(Point placement data)
start

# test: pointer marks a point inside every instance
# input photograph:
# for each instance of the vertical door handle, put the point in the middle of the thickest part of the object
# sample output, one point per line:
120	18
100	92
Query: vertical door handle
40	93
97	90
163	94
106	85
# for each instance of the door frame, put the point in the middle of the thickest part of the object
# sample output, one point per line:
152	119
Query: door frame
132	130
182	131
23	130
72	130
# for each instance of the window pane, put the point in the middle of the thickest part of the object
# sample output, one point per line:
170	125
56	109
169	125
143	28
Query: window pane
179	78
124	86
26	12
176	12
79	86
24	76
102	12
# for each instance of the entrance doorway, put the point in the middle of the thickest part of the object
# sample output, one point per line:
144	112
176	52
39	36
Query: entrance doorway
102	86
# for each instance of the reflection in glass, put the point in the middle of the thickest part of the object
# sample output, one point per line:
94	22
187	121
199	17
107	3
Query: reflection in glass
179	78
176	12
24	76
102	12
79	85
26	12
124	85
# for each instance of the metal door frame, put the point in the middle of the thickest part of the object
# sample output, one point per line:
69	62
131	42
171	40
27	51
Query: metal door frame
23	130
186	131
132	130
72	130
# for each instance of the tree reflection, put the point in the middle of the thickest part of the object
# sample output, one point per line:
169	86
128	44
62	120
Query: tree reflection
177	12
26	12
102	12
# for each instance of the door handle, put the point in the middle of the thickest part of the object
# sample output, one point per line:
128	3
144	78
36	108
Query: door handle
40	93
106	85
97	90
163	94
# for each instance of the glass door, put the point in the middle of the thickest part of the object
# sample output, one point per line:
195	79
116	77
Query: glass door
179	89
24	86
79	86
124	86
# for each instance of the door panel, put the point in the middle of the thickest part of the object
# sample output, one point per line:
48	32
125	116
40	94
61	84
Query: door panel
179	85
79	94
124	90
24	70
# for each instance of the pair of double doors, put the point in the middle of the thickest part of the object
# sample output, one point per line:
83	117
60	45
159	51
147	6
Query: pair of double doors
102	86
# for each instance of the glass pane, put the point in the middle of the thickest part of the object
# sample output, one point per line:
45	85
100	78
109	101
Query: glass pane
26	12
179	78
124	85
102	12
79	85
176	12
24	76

end

**DESCRIPTION OF THE TASK:**
Output every line of the data from the line containing "# for each instance of the tree" through the end of the data, both ends included, as a JSON list of strings with one string per line. Leave out blank lines.

**SOLUTION TO THE PROBLEM:**
[
  "# for each instance of the tree reflection, put the point in the middle of the thickest part of the object",
  "# sample output, one point per line:",
  "169\t86",
  "128\t44",
  "62\t120",
  "Query: tree reflection",
  "177\t12",
  "26\t12",
  "102\t12",
  "# for each instance of the door handle, put the point in the middle of the thickest part of the object",
  "# sample output, one point per line:",
  "128\t3",
  "144\t78",
  "36\t108",
  "Query: door handle",
  "40\t93",
  "106\t85",
  "97\t90",
  "163\t94",
  "# for each instance of the glass door, put the point in the middle of the thickest part of the object",
  "# sample output, one point per line:",
  "195\t79",
  "116\t77",
  "Query: glass door",
  "179\t89",
  "24\t86",
  "79\t86",
  "124\t86",
  "# for each instance of the door panel, put the point in the middle of the thickest part of the object",
  "# sample output, one point per line:",
  "48\t32",
  "125\t116",
  "40\t94",
  "61\t84",
  "Query: door panel",
  "179\t85",
  "79\t94",
  "124\t90",
  "24\t70",
  "# for each instance of the pair of double doors, put the point in the middle of the thickest part of the object",
  "# sample output, one point per line:",
  "83\t117",
  "60\t45",
  "159\t51",
  "147\t6",
  "Query: pair of double doors",
  "102\t86",
  "# for each instance of the glass pane, put the point in the middle of the thickest part of the object",
  "# sample output, one point per line:",
  "45\t85",
  "100\t78",
  "109\t101",
  "Query: glass pane",
  "26\t12",
  "179\t78",
  "124\t85",
  "102\t12",
  "79\t85",
  "176\t12",
  "24\t76"
]